**Check your understanding**.
1. From the Fed-CMP article, reproduce word for word the passage starting with "Published 2026-03-31" and going on through "hitting a wall.".
2. In the Fed-CMP article, which two techniques does Fed-CMP use to address parameter interference and gradient oscillations?

**Page extract**.
= Beginning of Section =

A Step Toward Federated Pretraining of Multimodal Large Language Models

This paper introduces Fed-CMP, a pioneering framework for federated pretraining of Multimodal Large Language Models that addresses parameter interference and gradient oscillations through Canonical Reliability-Aware Aggregation and Orthogonality-Preserved Momentum to enable efficient collaborative training of cross-modal projectors.

Baochen Xiong, Yifan Xu, Xiaoshan Yang, Yaguang Song, Yaowei Wang, Changsheng Xu

Published 2026-03-31
📖 5 min read🧠 Deep dive

Imagine you are trying to teach a brilliant, super-smart robot (a Multimodal Large Language Model, or MLLM) to understand the world. Right now, this robot is great at reading text and looking at pictures, but it's hitting a wall.

The Problem: The "Data Famine"

Think of the robot's brain as a student. To learn, it needs to read millions of books and look at millions of photos.

  • The Issue: All the "good" public books and photos are already used up. The student has read everything available in the public library.
  • The Hidden Treasure: Meanwhile, there are billions of more photos and stories locked away in private places: your phone, your doctor's office, your bank's servers. These are "data silos."
  • The Rule: You can't just grab all these private files and put them in one big pile (centralized training) because of privacy laws. It's like trying to read everyone's diary without their permission.

The Old Solution: Federated Learning (The "Group Project")

= End of Section =

Natural-language object grounding data
= Beginning of Section =

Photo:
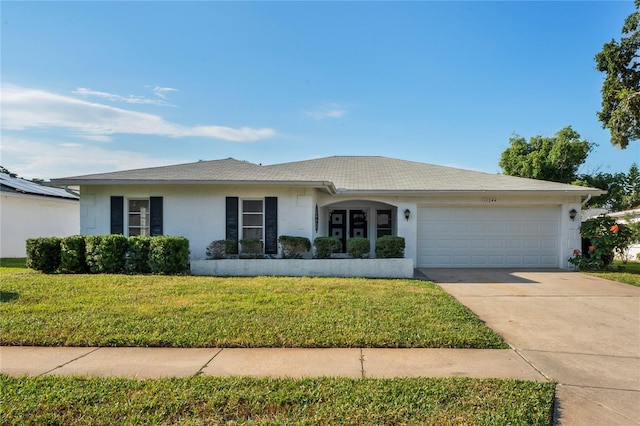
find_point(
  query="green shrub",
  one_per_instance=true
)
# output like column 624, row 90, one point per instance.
column 326, row 246
column 169, row 255
column 106, row 253
column 390, row 247
column 43, row 254
column 251, row 248
column 72, row 255
column 137, row 260
column 358, row 247
column 221, row 249
column 604, row 239
column 294, row 247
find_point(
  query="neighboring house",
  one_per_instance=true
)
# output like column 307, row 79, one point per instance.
column 449, row 217
column 29, row 210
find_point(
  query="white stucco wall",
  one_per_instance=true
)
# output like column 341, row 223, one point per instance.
column 197, row 212
column 25, row 216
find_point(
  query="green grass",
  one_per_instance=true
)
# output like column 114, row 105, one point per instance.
column 214, row 400
column 627, row 273
column 186, row 311
column 13, row 262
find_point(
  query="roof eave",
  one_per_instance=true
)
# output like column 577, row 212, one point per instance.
column 328, row 186
column 418, row 192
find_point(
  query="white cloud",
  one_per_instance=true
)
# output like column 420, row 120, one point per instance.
column 34, row 159
column 331, row 110
column 131, row 99
column 161, row 91
column 24, row 108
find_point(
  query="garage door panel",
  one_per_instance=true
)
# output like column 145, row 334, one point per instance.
column 490, row 237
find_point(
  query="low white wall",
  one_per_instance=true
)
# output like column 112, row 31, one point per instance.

= End of Section =

**Solutions below**.
1.
Published 2026-03-31
📖 5 min read🧠 Deep dive

Imagine you are trying to teach a brilliant, super-smart robot (a Multimodal Large Language Model, or MLLM) to understand the world. Right now, this robot is great at reading text and looking at pictures, but it's hitting a wall.

2. Canonical Reliability-Aware Aggregation and Orthogonality-Preserved Momentum